── Supplied data ──

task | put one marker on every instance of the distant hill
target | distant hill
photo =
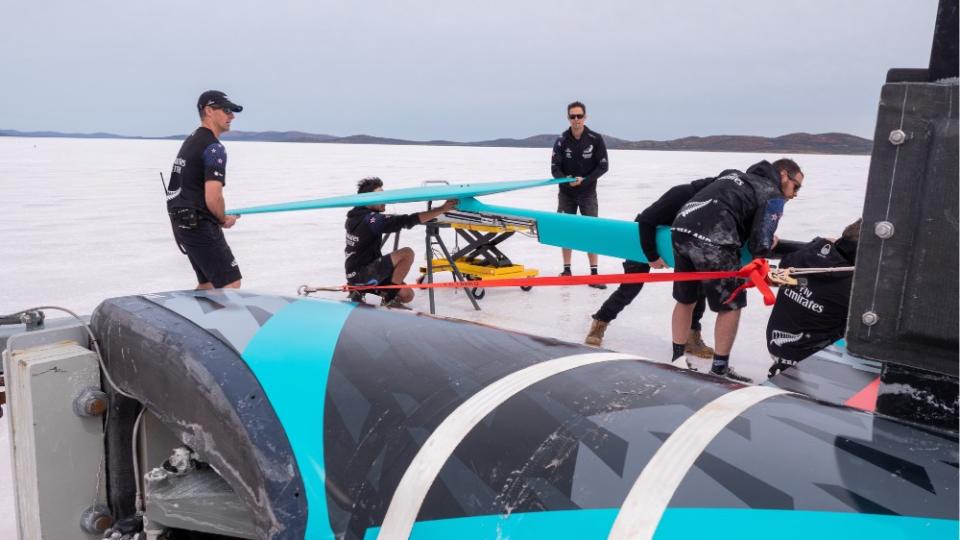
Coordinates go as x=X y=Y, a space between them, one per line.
x=793 y=143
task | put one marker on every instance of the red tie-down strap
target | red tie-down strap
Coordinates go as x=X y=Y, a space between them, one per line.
x=755 y=273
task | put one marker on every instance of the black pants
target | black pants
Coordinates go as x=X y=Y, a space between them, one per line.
x=626 y=292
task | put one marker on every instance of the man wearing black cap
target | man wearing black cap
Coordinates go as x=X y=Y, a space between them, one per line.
x=195 y=195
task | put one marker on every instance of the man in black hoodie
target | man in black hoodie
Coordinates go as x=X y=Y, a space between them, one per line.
x=582 y=154
x=813 y=314
x=661 y=212
x=364 y=263
x=737 y=209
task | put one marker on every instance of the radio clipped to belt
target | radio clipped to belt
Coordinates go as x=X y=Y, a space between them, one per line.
x=184 y=218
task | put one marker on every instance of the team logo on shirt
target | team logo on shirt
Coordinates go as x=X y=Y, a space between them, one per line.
x=781 y=338
x=736 y=179
x=692 y=207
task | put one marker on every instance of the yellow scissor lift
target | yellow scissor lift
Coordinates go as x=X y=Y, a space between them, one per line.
x=480 y=259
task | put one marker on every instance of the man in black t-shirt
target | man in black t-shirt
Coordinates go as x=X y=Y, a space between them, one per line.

───

> [Short exercise]: Can you write out the rows again from the line with "task | put one marker on every instance of the red" to the line with "x=195 y=195", both ends included and requests kept, scaling every x and y coordinate in the answers by 0.9? Round each scaled coordinate to a whole number, with halves going up, and leave all other numbers unchanged.

> [Complete output]:
task | put one marker on every instance of the red tie-down strap
target | red tie-down strap
Coordinates go as x=X y=Y, a space between them, one per line.
x=680 y=246
task | put one marker on every instance of the black pants
target | black pants
Coordinates go as x=X y=Y, a space between them, one per line.
x=563 y=263
task | put one marker on every instance of the man wearing black cap
target | man wearing black cap
Coordinates go as x=X y=Y, a space between them, one per line.
x=176 y=176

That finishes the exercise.